§ **Required work**
Show every line in the items below that contains the word "curtain". Case counts.

Collected data entries
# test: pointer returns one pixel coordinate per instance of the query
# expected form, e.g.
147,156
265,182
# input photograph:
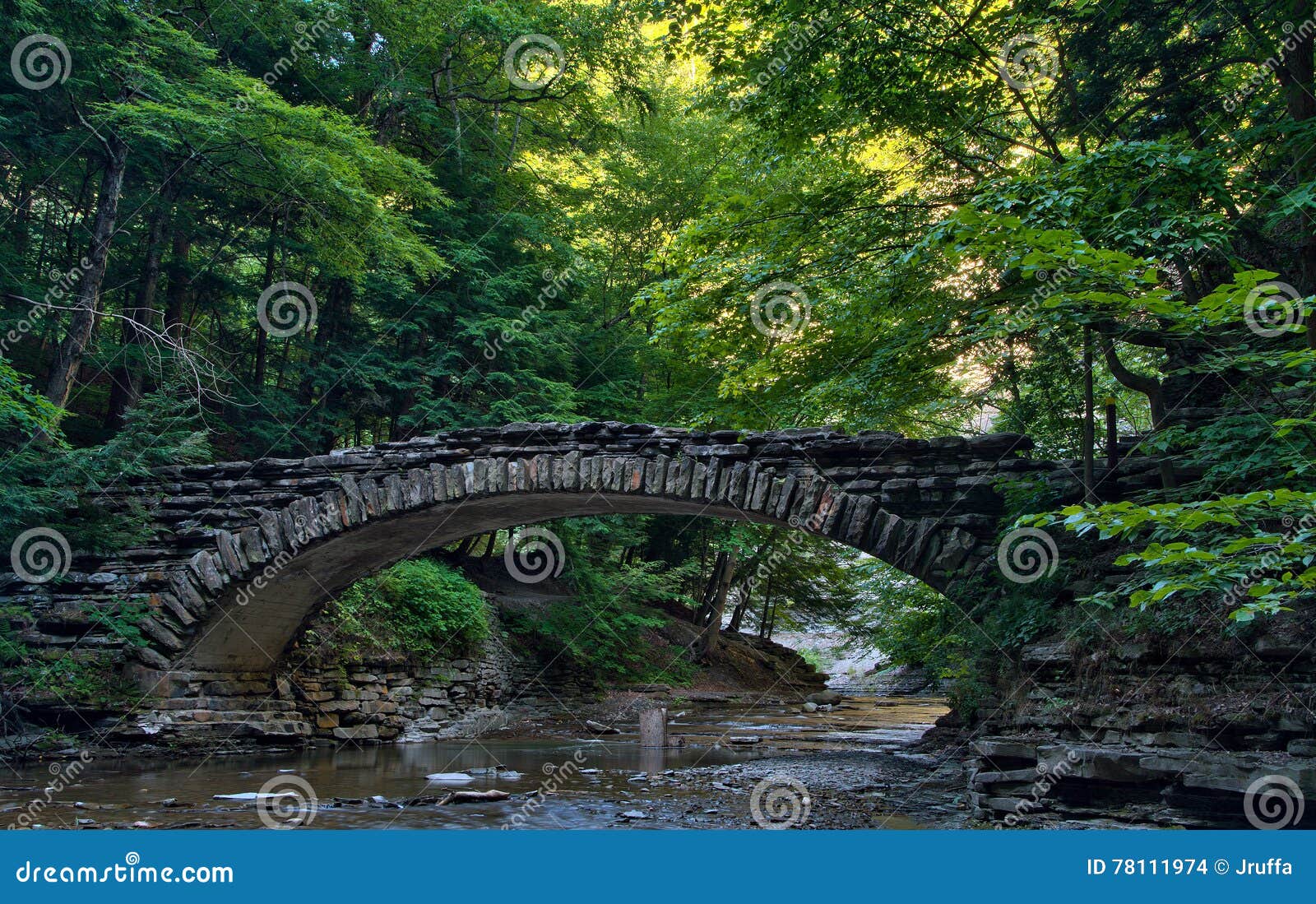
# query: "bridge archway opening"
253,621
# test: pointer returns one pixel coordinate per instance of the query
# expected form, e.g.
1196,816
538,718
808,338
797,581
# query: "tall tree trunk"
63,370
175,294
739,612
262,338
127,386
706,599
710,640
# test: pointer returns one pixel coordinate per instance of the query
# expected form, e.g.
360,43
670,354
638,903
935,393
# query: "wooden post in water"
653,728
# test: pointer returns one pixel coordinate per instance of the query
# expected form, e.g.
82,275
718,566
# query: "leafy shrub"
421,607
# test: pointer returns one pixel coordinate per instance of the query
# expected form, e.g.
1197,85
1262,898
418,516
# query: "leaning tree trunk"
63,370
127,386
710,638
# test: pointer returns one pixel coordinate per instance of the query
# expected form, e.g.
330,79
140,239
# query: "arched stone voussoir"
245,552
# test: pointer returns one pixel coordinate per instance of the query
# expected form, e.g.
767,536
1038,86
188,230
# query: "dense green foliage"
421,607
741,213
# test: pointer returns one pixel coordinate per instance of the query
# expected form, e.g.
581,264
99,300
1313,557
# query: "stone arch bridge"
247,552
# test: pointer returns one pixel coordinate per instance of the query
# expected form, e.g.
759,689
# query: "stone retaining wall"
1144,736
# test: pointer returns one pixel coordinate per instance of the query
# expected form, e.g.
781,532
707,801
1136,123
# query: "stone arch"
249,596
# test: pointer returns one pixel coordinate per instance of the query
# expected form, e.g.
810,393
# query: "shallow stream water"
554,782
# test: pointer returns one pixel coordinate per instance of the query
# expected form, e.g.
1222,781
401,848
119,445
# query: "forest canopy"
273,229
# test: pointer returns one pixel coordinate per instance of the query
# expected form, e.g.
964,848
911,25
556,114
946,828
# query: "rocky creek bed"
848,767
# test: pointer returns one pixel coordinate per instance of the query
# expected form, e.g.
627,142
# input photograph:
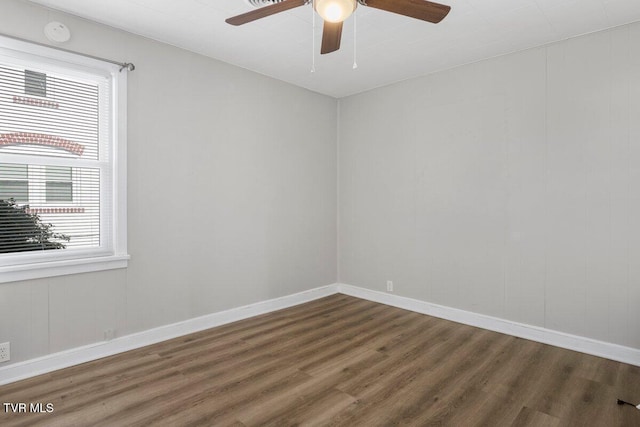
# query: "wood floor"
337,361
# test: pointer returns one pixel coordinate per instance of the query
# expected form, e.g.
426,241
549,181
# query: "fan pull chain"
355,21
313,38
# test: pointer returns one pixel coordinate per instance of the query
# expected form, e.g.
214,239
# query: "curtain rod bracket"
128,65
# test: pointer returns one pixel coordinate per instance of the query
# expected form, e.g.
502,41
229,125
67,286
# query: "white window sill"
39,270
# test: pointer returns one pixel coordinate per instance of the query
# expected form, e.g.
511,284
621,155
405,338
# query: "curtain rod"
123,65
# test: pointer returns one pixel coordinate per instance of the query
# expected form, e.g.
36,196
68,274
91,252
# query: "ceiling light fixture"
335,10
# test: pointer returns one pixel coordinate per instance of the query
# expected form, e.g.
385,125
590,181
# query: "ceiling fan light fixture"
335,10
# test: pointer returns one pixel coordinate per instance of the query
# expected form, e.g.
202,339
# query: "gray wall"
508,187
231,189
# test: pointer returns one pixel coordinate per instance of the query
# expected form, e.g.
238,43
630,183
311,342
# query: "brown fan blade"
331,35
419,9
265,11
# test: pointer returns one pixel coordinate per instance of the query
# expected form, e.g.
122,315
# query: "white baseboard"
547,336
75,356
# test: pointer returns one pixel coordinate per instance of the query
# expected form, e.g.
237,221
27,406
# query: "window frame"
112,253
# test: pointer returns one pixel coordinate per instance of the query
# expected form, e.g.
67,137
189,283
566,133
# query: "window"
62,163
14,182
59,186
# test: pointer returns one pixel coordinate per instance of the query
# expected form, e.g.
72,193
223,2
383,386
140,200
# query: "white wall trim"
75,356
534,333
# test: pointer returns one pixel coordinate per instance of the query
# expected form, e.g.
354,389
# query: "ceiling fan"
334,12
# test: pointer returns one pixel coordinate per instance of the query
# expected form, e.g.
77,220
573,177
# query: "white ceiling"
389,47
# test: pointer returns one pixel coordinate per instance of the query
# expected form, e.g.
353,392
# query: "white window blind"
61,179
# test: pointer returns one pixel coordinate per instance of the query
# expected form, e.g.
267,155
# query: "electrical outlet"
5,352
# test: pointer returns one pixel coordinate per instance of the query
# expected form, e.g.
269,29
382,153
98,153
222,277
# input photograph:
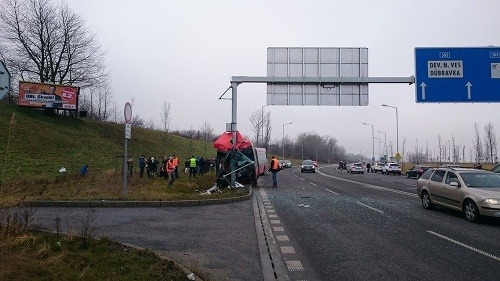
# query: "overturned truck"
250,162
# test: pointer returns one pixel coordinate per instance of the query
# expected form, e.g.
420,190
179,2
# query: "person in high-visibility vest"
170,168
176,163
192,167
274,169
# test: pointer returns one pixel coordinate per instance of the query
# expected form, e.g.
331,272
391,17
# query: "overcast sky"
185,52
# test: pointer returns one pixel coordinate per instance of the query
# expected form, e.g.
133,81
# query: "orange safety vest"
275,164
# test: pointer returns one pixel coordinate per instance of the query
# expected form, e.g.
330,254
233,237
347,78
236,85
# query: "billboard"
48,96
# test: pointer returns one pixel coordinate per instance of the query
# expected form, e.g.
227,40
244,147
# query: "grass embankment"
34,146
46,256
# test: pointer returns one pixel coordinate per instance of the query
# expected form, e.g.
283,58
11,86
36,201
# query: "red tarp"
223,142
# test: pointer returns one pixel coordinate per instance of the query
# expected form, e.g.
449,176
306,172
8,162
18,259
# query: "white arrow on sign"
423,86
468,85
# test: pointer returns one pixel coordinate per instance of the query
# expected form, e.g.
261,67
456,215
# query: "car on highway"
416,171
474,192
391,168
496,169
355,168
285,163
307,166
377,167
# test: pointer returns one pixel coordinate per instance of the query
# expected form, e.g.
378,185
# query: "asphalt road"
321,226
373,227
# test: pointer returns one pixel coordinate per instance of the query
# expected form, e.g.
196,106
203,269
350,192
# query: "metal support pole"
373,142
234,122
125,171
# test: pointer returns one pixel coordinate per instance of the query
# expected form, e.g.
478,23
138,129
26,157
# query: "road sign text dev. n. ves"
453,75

---

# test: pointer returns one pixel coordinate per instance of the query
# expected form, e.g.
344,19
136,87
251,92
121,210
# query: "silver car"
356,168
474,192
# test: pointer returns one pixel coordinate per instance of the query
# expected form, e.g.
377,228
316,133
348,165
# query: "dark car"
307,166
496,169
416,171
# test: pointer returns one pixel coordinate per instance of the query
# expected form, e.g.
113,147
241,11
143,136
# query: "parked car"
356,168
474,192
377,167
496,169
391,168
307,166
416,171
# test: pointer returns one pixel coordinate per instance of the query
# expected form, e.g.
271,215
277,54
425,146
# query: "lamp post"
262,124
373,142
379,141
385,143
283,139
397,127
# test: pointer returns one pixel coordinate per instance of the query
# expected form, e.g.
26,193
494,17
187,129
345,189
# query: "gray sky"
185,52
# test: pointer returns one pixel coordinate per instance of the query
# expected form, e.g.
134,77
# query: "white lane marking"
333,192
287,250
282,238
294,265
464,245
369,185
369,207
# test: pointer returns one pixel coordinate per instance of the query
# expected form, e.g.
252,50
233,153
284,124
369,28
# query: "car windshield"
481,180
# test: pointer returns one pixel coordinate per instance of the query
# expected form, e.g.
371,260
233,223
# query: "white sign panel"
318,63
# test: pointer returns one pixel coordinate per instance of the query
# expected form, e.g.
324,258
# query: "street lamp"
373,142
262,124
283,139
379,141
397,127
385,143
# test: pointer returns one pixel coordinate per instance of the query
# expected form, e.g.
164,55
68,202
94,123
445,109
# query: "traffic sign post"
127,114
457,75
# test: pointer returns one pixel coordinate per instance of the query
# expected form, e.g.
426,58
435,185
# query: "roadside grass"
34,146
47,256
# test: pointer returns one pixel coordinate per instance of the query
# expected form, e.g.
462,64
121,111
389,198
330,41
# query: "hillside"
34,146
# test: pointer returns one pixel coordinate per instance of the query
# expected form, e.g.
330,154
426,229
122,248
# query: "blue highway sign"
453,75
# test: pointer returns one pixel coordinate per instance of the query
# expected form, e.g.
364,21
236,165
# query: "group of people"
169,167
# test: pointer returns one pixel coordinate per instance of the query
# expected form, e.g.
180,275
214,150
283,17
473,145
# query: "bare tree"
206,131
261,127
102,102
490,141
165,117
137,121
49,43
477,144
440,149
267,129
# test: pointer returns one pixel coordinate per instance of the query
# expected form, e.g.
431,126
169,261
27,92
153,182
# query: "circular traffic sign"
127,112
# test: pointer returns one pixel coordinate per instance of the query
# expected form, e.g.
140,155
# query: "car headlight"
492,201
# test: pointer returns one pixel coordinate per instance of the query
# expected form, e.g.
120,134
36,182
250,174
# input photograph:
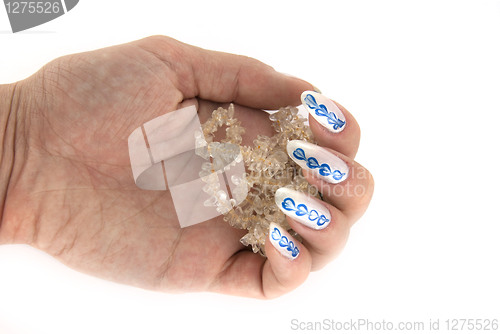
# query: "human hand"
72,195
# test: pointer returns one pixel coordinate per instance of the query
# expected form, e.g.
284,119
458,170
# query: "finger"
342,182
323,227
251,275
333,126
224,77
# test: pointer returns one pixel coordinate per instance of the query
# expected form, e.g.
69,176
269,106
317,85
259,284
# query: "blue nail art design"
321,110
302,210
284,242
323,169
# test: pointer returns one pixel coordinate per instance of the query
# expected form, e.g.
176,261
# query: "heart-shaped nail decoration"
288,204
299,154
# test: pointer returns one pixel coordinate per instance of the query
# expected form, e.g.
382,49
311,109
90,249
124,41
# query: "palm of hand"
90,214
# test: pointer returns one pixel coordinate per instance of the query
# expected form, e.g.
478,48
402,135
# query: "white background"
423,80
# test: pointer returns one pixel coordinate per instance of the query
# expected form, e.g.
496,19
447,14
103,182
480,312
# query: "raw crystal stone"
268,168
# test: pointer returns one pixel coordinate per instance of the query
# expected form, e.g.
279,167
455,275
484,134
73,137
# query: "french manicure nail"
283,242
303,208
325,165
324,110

==

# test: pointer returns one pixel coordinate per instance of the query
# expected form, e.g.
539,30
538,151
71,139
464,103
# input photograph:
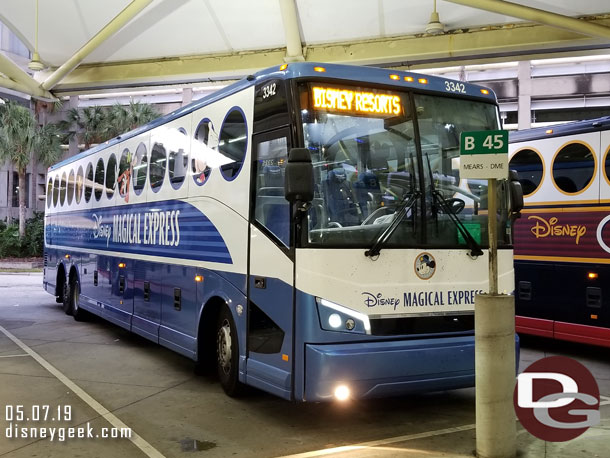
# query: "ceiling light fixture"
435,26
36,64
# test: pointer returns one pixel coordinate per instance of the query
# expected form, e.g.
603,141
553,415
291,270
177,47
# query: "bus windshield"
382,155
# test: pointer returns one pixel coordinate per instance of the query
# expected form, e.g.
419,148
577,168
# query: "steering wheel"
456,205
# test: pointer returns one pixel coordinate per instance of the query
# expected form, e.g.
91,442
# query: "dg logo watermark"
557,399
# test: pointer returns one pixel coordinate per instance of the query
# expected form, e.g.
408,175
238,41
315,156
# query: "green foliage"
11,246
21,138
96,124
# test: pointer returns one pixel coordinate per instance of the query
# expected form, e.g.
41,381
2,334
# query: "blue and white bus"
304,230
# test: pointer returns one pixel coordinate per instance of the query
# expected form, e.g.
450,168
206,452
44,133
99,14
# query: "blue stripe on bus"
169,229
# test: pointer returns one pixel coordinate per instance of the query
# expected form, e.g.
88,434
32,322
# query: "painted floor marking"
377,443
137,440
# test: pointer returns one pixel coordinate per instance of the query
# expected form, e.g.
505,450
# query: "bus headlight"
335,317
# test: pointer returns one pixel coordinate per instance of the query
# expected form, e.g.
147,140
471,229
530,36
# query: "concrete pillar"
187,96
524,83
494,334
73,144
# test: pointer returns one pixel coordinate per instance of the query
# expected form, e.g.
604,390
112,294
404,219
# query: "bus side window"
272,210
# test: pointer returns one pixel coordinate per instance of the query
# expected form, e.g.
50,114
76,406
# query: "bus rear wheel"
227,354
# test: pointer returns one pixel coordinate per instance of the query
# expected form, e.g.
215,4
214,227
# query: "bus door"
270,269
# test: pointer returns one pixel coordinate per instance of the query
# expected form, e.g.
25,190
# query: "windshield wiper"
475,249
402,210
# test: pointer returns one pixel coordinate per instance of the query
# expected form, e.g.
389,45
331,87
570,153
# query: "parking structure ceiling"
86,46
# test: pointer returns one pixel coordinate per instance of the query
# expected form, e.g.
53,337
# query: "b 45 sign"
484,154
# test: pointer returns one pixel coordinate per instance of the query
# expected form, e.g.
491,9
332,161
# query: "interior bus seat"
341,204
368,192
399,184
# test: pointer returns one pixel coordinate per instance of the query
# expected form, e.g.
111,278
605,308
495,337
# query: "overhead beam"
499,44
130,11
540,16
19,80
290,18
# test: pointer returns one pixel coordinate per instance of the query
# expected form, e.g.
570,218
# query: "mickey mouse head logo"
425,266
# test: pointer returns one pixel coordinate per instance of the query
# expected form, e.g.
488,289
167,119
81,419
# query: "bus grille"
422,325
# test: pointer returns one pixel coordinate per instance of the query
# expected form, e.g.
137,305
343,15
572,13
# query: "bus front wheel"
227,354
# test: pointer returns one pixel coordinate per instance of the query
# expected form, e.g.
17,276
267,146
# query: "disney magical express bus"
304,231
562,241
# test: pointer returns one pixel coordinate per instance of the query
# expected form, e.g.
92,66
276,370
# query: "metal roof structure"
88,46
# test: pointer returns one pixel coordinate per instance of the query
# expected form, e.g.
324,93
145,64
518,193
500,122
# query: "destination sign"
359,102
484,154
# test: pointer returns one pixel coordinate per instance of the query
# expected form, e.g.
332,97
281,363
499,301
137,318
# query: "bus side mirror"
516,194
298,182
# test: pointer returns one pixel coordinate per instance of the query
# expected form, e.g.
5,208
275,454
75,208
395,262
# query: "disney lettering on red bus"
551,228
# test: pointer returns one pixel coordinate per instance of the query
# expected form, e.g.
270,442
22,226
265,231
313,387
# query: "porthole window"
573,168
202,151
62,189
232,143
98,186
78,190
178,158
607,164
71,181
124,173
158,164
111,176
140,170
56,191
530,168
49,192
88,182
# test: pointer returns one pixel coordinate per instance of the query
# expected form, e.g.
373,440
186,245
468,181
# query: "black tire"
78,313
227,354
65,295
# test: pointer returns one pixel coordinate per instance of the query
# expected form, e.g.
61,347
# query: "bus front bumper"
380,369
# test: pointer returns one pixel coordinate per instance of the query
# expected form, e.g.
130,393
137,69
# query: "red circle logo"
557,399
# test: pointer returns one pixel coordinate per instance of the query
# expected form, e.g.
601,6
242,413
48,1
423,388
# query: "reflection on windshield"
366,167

§ **Final result**
# query: "curtain rod bracket"
# query: "curtain rod"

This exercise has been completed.